Can you write out the lines below word for word, leaving out the pictures?
── Record excerpts
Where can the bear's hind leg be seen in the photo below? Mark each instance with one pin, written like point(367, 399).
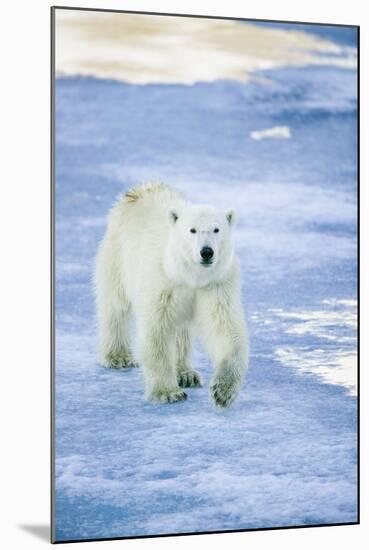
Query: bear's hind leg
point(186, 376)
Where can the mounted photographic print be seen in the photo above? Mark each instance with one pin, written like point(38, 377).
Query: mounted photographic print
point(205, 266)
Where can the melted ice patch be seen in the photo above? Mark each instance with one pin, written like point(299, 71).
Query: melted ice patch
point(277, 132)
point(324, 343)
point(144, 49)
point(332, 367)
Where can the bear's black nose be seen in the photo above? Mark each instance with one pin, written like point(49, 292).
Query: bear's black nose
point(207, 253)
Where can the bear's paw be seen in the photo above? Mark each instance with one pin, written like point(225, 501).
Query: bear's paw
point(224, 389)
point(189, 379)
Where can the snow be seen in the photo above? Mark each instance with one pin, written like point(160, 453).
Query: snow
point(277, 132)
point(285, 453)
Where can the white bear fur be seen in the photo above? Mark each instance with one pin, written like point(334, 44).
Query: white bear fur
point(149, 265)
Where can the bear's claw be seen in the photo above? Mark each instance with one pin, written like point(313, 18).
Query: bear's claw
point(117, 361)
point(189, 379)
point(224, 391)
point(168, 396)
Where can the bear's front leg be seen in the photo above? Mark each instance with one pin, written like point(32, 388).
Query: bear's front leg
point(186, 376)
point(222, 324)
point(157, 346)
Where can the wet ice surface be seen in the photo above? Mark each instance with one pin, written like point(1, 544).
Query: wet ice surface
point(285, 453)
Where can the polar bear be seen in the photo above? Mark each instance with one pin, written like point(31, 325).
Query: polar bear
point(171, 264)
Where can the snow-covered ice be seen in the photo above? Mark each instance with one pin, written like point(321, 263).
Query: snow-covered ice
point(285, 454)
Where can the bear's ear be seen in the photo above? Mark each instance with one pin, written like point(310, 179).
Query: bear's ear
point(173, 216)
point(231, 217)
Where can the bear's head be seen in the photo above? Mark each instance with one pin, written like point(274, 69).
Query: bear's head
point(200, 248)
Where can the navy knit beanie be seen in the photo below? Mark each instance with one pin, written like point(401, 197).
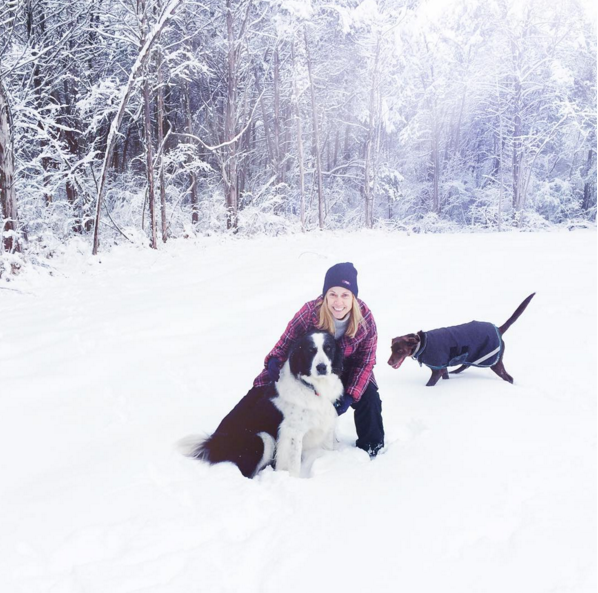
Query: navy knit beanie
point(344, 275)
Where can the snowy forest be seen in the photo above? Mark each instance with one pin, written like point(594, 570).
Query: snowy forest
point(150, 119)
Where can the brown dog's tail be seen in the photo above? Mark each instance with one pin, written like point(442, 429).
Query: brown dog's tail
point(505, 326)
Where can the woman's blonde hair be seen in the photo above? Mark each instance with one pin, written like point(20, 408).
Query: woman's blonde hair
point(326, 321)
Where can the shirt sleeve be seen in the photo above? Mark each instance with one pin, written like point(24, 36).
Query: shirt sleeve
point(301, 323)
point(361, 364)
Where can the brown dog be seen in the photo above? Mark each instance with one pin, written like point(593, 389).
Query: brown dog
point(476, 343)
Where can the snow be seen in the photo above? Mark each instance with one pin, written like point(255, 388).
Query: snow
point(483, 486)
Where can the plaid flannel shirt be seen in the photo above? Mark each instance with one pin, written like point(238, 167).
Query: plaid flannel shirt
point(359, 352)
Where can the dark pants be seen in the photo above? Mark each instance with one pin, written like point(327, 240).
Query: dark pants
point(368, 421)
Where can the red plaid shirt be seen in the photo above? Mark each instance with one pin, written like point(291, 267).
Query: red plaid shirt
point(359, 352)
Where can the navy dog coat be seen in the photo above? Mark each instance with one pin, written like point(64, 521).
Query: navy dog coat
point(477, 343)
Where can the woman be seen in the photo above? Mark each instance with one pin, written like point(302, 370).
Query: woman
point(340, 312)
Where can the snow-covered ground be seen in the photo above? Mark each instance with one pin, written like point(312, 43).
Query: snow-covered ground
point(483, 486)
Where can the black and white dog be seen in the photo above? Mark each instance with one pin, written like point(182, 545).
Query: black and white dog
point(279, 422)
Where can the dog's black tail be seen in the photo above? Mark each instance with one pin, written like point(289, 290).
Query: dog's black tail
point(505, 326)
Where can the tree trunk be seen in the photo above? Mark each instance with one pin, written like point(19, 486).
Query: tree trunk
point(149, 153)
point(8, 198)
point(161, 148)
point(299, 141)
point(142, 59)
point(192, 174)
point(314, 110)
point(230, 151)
────
Written solution:
Where can the bear's hind leg be seen in the photo below? Mark each instance with one pin, written like point(367, 399).
Query: bear's hind leg
point(186, 376)
Where can the mounted photographic print be seen in the photo above? Mark each instance with one pin, written like point(38, 377).
Query: mounted photographic print
point(205, 266)
Where can the melted ice patch be seen in the photo above? Mark each instance with one pin, written like point(299, 71).
Query: melted ice patch
point(277, 132)
point(324, 343)
point(144, 49)
point(332, 367)
Where can the bear's black nose be seen in the photo above? Mark each instance with one pin, written like point(49, 292).
Query: bear's black nose
point(207, 253)
Where can the bear's paw be seen in the photo above? Mark each instance with one pin, written like point(225, 501).
Query: bear's paw
point(224, 389)
point(189, 379)
Where can the snow be seen in the photo above? Mark each instance with one pin, written like point(160, 453).
Query: snow
point(277, 132)
point(285, 453)
Where can the white bear fur be seen in the photo above? Mark each instance with one pin, written like point(334, 44).
Query: white bear fur
point(149, 265)
Where can the bear's claw be seen in the photo above? Mark each instance with one pin, written like point(313, 18).
Query: bear's claw
point(117, 361)
point(189, 379)
point(224, 391)
point(168, 396)
Where can the bear's front leg be seen in the photo above? Mark each instance with one pin, written like point(32, 388).
Query: bear's front leg
point(186, 376)
point(222, 324)
point(157, 346)
Where can the wet ice surface be seen in the photo above? Mark each instance with one pin, written like point(1, 544).
Query: wet ice surface
point(285, 453)
Where can the polar bear be seen in the photo above? Mark each instance with one pin, written like point(31, 325).
Query: polar bear
point(171, 264)
Where can the snow-covered ice be seen in the photo above? Mark each instance with one pin, written like point(321, 263).
Query: snow-covered ice
point(285, 454)
Where can the bear's ear be seen in the photo above? Mark each instance with one pin, written like point(310, 179).
Query: bear's ear
point(173, 216)
point(231, 217)
Where can the bear's head be seen in the photo above? Mark each instance with one pin, written like point(274, 69).
Query: bear's head
point(200, 248)
Where can the navy knit beanie be seen in the photo below? Mark each instance with one pin, written like point(401, 197).
Query: navy knit beanie
point(344, 275)
Where can the snowy forest be seen in the photo above? Mark each instance with one pin, written like point(594, 570).
Query: snowy forest
point(150, 119)
Where can the brown dog's tail be seen in the photo above? Mark each instance with one pin, written like point(442, 429).
Query: brown dog's tail
point(505, 326)
Where can the woman's blonde hair be seen in the photo above? Mark each instance with one pin, written like point(20, 408).
Query: woman's blonde hair
point(326, 321)
Where can the shirt sleeve be seen in the photo above? Mark each instance with one pin, written like point(24, 36).
Query: shirt sleeve
point(301, 323)
point(361, 364)
Where can the brown dog be seen in the photo above? Mark each instance with one pin, written like point(593, 389).
Query: brown dog
point(476, 343)
Where can the snow be seen in the photo above? Mark each instance with one pin, written like point(255, 388).
Query: snow
point(483, 486)
Where can the plaid flannel shirt be seen in the photo above? Mark each instance with one pin, written like point(238, 167).
Query: plaid flannel shirt
point(359, 352)
Where can the dark pants be seen in the photo above? Mark each instance with one pin, written like point(327, 240).
Query: dark pants
point(368, 421)
Where can the red plaid shirt be seen in the photo above? Mark each instance with one pin, written like point(291, 267).
Query: red plaid shirt
point(359, 352)
Where can the navy dog coat be seen in the photo above? Mark each instance with one pin, written like point(64, 521).
Query: navy dog coat
point(477, 343)
Where can the woman be seen in the photo above? Mark each instance with one pin, written like point(302, 370).
Query: woman
point(340, 312)
Where can the snow-covered ground be seen in the photo above? Mark each instance with one pin, written like point(312, 43).
Query: snow-covered ground
point(483, 486)
Where can the black and white dog be seen in the photo above? Mark each instance with one pin, written like point(182, 545).
Query: black and white dog
point(279, 422)
Where can the dog's black tail be seen in the photo above? Mark each instance with one pin, written like point(289, 290).
Query: dog's black tail
point(505, 326)
Where can the tree trunk be seen in the photo above? Mark each instance with one pin, written like point(19, 486).
Query: tree trunk
point(149, 153)
point(8, 198)
point(161, 148)
point(299, 141)
point(142, 59)
point(192, 174)
point(314, 110)
point(230, 151)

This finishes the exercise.